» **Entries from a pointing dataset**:
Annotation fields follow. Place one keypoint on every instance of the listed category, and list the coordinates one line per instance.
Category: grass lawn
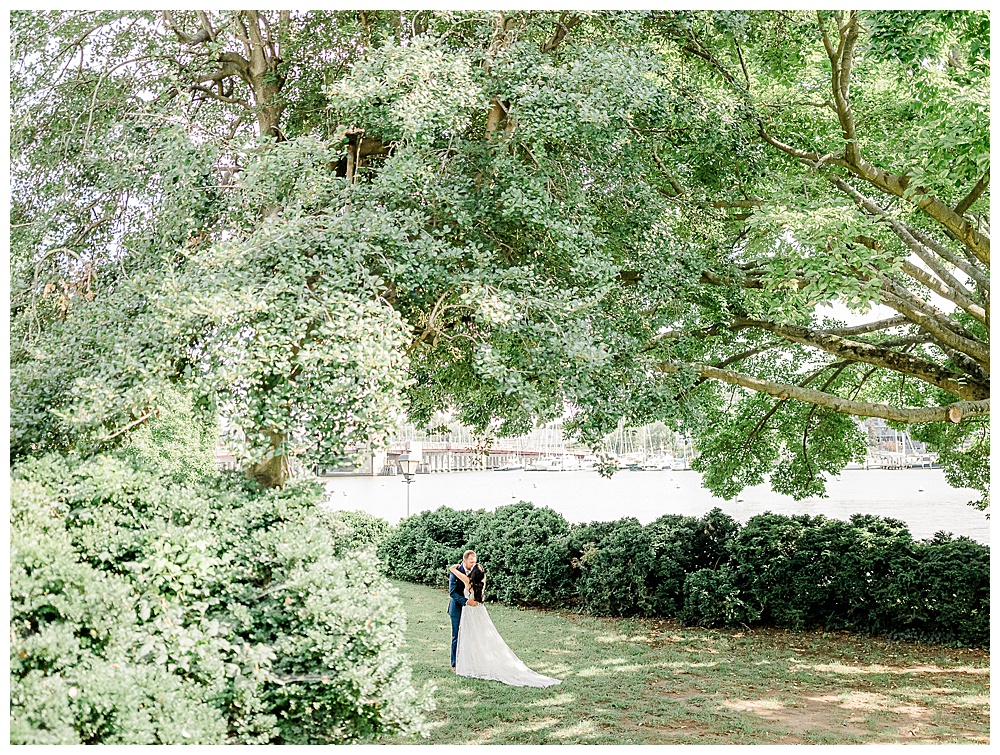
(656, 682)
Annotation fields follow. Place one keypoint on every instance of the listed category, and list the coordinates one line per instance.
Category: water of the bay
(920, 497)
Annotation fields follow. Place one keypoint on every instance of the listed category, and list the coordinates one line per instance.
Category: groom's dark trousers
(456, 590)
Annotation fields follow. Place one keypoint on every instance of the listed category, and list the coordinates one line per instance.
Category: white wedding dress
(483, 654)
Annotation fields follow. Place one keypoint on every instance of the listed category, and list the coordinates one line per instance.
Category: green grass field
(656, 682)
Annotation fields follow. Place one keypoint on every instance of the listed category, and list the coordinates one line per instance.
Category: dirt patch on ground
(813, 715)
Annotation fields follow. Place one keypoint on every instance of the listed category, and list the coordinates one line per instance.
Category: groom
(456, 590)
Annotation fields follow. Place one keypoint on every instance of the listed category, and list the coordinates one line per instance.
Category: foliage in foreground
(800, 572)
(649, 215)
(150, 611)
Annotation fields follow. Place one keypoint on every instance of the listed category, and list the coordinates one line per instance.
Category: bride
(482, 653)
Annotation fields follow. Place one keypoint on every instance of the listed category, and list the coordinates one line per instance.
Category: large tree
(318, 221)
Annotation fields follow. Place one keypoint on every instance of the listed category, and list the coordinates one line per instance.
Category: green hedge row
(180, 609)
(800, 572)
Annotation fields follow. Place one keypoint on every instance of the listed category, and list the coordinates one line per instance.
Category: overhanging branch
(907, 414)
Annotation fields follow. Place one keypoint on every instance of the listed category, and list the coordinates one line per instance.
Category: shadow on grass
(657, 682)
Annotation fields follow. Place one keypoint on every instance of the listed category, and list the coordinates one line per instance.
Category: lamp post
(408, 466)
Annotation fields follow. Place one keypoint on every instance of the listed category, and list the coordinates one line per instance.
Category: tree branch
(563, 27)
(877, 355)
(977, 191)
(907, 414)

...

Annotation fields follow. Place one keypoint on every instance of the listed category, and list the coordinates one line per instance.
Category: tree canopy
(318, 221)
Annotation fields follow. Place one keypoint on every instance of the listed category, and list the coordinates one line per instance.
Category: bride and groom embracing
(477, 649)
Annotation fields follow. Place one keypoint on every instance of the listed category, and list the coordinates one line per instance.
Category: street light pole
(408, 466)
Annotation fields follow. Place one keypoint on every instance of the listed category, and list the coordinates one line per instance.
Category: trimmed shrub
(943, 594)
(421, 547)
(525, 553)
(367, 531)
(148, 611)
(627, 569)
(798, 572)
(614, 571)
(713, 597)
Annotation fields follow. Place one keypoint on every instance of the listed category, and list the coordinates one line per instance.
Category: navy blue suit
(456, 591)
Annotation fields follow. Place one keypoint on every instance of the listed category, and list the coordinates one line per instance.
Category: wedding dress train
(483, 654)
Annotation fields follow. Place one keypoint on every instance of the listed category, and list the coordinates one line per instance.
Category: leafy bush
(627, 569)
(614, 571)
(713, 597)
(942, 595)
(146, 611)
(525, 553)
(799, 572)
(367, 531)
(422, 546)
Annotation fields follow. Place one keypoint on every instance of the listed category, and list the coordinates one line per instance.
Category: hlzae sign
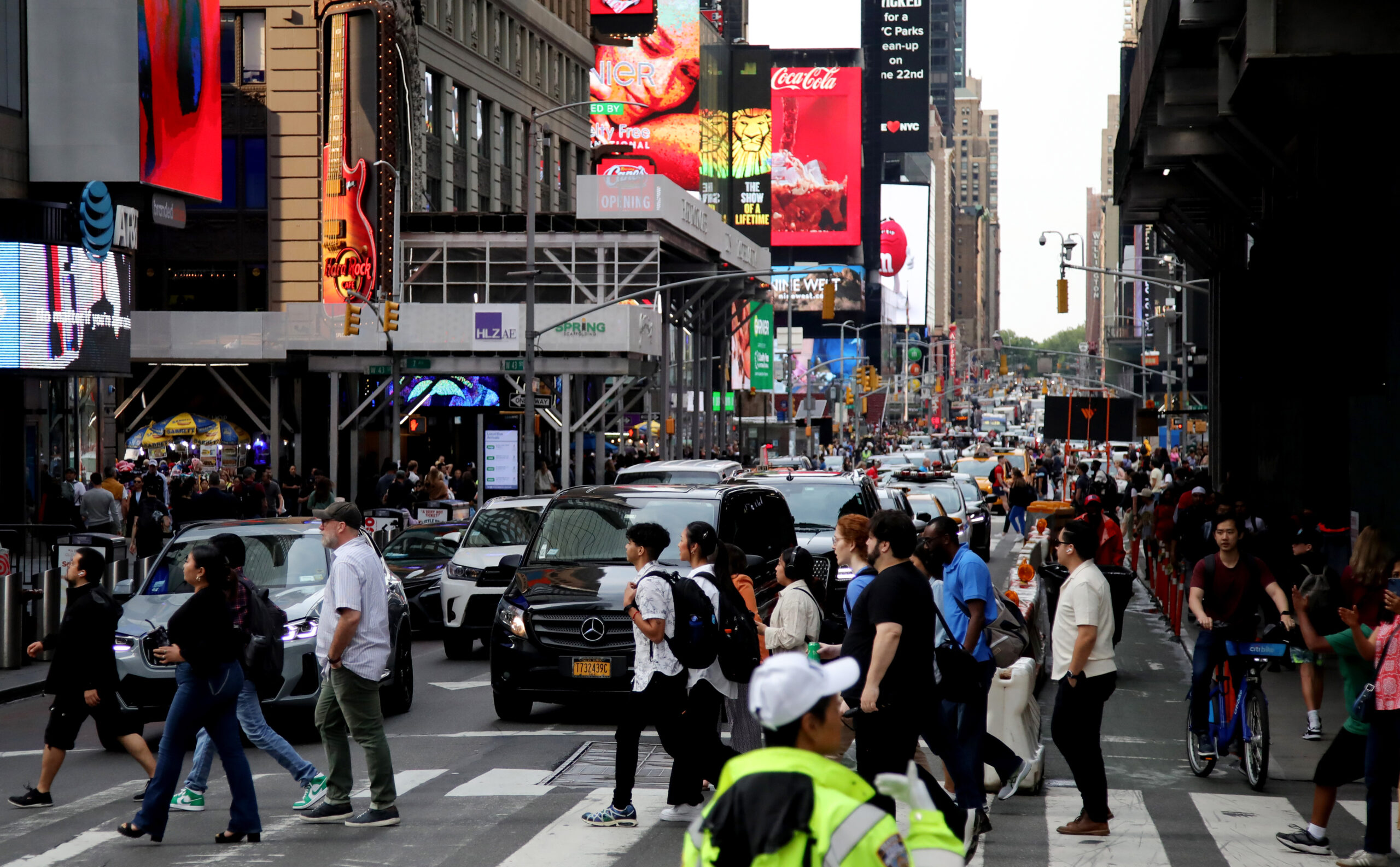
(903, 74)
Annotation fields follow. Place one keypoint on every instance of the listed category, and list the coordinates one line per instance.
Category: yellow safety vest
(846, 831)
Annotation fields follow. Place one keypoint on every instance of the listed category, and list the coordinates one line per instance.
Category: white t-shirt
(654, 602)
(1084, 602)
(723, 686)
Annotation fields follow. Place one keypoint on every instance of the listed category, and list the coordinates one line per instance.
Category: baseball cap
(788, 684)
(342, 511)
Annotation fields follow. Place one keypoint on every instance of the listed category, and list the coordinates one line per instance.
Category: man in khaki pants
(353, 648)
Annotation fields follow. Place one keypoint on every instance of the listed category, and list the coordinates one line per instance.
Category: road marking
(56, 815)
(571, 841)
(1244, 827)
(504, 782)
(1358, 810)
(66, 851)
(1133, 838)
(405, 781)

» **Prompt**:
How many lines of the records above contain the string "branch"? Case counts, and the reply should be the number alone.

» **Expected answer**:
2